[Dataset excerpts on object pointing]
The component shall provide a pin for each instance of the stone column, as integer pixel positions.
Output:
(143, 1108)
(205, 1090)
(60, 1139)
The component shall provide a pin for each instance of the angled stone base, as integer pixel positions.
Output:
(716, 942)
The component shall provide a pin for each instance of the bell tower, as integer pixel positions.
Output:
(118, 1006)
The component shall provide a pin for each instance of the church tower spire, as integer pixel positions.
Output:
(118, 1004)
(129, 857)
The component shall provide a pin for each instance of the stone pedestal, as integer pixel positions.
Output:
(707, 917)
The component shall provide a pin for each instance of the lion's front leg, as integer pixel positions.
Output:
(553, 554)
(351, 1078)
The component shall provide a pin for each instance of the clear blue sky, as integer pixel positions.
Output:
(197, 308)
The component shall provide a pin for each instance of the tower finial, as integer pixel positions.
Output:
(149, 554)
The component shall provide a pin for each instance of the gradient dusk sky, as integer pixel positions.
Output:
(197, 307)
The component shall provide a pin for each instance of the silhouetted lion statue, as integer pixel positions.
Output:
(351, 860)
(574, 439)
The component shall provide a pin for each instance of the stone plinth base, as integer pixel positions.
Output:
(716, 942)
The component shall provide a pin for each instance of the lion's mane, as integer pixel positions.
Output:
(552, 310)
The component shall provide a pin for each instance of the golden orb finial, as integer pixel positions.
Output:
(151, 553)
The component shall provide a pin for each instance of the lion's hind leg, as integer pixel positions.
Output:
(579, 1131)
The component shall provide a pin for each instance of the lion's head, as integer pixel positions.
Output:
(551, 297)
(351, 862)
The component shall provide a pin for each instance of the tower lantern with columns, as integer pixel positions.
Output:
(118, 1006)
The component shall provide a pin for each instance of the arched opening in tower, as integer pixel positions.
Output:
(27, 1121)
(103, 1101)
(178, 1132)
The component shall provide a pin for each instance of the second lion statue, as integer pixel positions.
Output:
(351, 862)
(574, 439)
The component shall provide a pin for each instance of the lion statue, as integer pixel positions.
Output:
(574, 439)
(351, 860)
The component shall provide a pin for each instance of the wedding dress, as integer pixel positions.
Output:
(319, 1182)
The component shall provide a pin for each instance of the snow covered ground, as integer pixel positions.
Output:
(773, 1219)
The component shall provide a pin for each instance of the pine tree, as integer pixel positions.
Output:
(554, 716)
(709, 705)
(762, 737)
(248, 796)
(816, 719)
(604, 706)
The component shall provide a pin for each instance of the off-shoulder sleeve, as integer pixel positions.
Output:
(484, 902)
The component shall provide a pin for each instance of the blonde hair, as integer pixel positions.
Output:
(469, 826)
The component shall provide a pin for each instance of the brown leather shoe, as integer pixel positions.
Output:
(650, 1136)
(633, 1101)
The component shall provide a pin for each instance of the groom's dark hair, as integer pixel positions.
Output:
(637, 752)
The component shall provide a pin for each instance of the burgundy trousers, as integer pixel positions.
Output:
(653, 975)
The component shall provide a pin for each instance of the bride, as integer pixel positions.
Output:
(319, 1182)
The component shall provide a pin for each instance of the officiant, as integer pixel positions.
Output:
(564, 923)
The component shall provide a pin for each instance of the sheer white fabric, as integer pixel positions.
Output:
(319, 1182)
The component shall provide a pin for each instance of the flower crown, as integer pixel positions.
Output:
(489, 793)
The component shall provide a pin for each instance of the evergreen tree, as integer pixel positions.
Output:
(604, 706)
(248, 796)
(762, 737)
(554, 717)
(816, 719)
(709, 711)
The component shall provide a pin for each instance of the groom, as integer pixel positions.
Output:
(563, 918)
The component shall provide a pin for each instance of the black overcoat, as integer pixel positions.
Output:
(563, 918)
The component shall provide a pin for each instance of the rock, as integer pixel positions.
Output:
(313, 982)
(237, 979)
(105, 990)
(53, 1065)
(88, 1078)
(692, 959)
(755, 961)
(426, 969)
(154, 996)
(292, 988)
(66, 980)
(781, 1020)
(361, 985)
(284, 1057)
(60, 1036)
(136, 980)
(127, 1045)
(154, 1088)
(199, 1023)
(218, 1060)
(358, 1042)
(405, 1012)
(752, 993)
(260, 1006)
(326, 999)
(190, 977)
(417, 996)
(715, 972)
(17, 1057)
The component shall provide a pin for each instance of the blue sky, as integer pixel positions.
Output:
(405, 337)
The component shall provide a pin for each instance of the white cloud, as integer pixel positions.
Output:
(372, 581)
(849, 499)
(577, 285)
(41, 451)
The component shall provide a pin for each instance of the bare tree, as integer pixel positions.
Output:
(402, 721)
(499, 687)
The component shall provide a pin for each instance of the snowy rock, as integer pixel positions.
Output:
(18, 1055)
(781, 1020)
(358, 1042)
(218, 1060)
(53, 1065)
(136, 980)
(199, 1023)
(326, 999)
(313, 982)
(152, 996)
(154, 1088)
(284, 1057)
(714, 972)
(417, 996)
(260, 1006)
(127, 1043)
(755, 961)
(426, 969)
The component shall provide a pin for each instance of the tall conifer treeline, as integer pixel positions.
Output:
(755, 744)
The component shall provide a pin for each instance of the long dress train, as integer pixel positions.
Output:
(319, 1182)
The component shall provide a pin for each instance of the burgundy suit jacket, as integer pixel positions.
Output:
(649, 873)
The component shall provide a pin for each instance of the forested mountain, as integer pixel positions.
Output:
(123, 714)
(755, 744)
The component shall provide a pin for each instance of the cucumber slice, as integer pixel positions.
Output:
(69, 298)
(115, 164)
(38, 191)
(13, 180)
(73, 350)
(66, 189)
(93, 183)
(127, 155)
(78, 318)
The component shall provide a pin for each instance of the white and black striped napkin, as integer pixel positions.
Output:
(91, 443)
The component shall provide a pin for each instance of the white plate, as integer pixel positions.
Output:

▶ **Problem requirements**
Can you give the records again with "integer pixel positions" swapped out for "whole-number pixel coordinates" everywhere it occurs, keeping everything else the same?

▶ **Solved problem**
The component shall provide a pin for each instance of the stone column, as whole-number pixel coordinates.
Output:
(143, 1108)
(205, 1090)
(60, 1139)
The component shall provide a pin for each instance of the angled stone base, as whole-number pixel coordinates.
Output:
(716, 942)
The component shall provide a pin for each instance of the bell tower, as whole-number pixel coordinates.
Output:
(118, 1006)
The component shall provide a pin for each instance of the church tower spire, as whole-number pixel coordinates.
Output:
(118, 1004)
(129, 857)
The component shall provide a pin for each instance of the stone pedestal, as whole-number pixel coordinates.
Output:
(707, 917)
The component shall provide a pin for each instance of the lion's front leg, as whole-number pixel coordinates.
Output:
(553, 554)
(351, 1078)
The component shall provide a pin for each instance of the clear blue sky, as whole-number pixel coordinates.
Output:
(197, 308)
The component shall provide a pin for each instance of the tower finial, as whole-number pixel coordinates.
Output:
(149, 554)
The component shall provide a pin for each instance of the gradient dusk sky, as whole-number pixel coordinates.
Output:
(197, 307)
The component shall provide a pin for each instance of the silhouetted lion statue, as whole-number pixel coordinates.
Output:
(351, 860)
(574, 439)
The component shall provide a pin for each instance of the stone plinth base, as whole-number pixel coordinates.
Output:
(716, 942)
The component shall provide a pin for each instance of the lion's mane, as whole-number pixel coordinates.
Output:
(552, 310)
The component shall provide a pin for each instance of the golden orb finial, as whole-number pixel coordinates.
Output:
(151, 553)
The component shall provide a pin for each instance of the lion's hind leg, as whole-number pixel coordinates.
Output:
(579, 1131)
The component shall provide a pin for each instance of the lion's head, as whole-number pixel coordinates.
Output:
(551, 297)
(351, 862)
The component shall provide a pin for each instance of the tower lantern with columns, as whole-number pixel coordinates.
Output:
(118, 1006)
The component shall provide a pin for each instance of the arched opening in tower, as whole-number pixel coordinates.
Output:
(27, 1121)
(103, 1101)
(178, 1132)
The component shall provide a pin for each instance of the second lion statue, as whole-number pixel coordinates.
Output:
(351, 862)
(574, 439)
The component shall provide a pin for each instance of the lion statue, as whole-number pixel coordinates.
Output:
(574, 439)
(351, 860)
The component shall provide a pin for each instance of the wedding dress, as whole-number pixel coordinates.
Output:
(319, 1182)
The component shall provide a pin for each instance of the snow covered ground, as whole-number pixel coordinates.
Output:
(773, 1219)
The component shall provide a pin for each instance of the pine tree, as whole-number pixel coordinates.
Output:
(554, 716)
(709, 705)
(762, 737)
(248, 796)
(816, 719)
(604, 706)
The component shall provide a pin for each instance of the off-shoulder sleeve, as whole-number pixel coordinates.
Output:
(484, 902)
The component shall provide a pin for each instance of the blonde hair, as whole-number pixel coordinates.
Output:
(469, 826)
The component shall provide a pin for each instance of the brown leather shoe, as whole-number pixel coordinates.
Output:
(650, 1136)
(633, 1101)
The component shall provide a pin for each instance of the groom's dark hair, as whole-number pixel coordinates.
Output:
(637, 752)
The component shall provide a pin for each instance of the burgundy trousers, as whole-number pixel coordinates.
Output:
(653, 975)
The component shall provide a pin for each instance of the bride, as whole-number pixel coordinates.
Output:
(319, 1182)
The component shall provide a pin for each instance of the officiant, as whole-number pixel coordinates.
Output:
(564, 923)
The component shall provide a pin for each instance of the sheer white fabric, as whole-number pixel coordinates.
Output:
(319, 1182)
The component shall provide a pin for each instance of the flower crown, as whole-number pixel coordinates.
Output:
(489, 793)
The component shall provide a pin for each instance of the evergreen tree, as whole-number pixel coordinates.
Output:
(604, 706)
(248, 796)
(762, 737)
(554, 717)
(816, 719)
(709, 711)
The component shall provide a pin for each instance of the groom, as whole-number pixel coordinates.
Output:
(563, 918)
The component shall provide a pin for each instance of the black overcoat, as whole-number pixel coordinates.
Output:
(563, 918)
The component shall provide a pin for each instance of the rock, as whole-number pixel coordinates.
Output:
(313, 982)
(237, 979)
(105, 990)
(53, 1065)
(88, 1078)
(692, 959)
(755, 961)
(426, 969)
(154, 996)
(292, 988)
(66, 980)
(781, 1020)
(361, 985)
(284, 1057)
(60, 1036)
(136, 980)
(127, 1045)
(154, 1088)
(199, 1023)
(218, 1060)
(358, 1042)
(405, 1012)
(752, 993)
(260, 1006)
(326, 999)
(190, 977)
(417, 996)
(715, 972)
(17, 1057)
The component shall provide a pin for each instance of the blue sky, as whole-number pixel coordinates.
Output:
(405, 337)
The component shall provide a pin for each instance of the white cloud, as whole-number pixel coordinates.
Output:
(372, 581)
(849, 499)
(577, 285)
(41, 451)
The component shall provide a pin for each instance of the bare tree, as whole-number pixel coordinates.
Output:
(402, 721)
(499, 687)
The component shall provide a pin for each instance of the snowy rock, as whole-number pixel coordinates.
Output:
(18, 1055)
(781, 1020)
(358, 1042)
(218, 1060)
(53, 1065)
(136, 980)
(199, 1023)
(326, 999)
(313, 982)
(152, 996)
(154, 1088)
(284, 1057)
(714, 972)
(417, 996)
(260, 1006)
(127, 1043)
(755, 961)
(426, 969)
The component shall provide a pin for each instance of the tall conifer treeline, as whole-number pixel coordinates.
Output:
(755, 744)
The component shall provide a pin for each instance of the long dress train, as whole-number pixel coordinates.
Output:
(319, 1182)
The component shall provide a pin for each instance of the burgundy suit jacket, as whole-number pixel coordinates.
Output:
(649, 873)
The component shall provide a pin for each instance of the forested mountain, as whole-number pixel coordinates.
Output:
(123, 714)
(755, 744)
The component shall provide a pin for each instance of the cucumber slice, as whole-number pixel coordinates.
Output:
(69, 298)
(115, 164)
(38, 191)
(13, 180)
(73, 350)
(66, 189)
(93, 183)
(127, 155)
(78, 318)
The component shall provide a pin for each instance of the white and black striped napkin, as whole-number pixel coordinates.
Output:
(91, 443)
The component shall provide a pin for each instance of the white plate, as whole-number pixel coordinates.
Output:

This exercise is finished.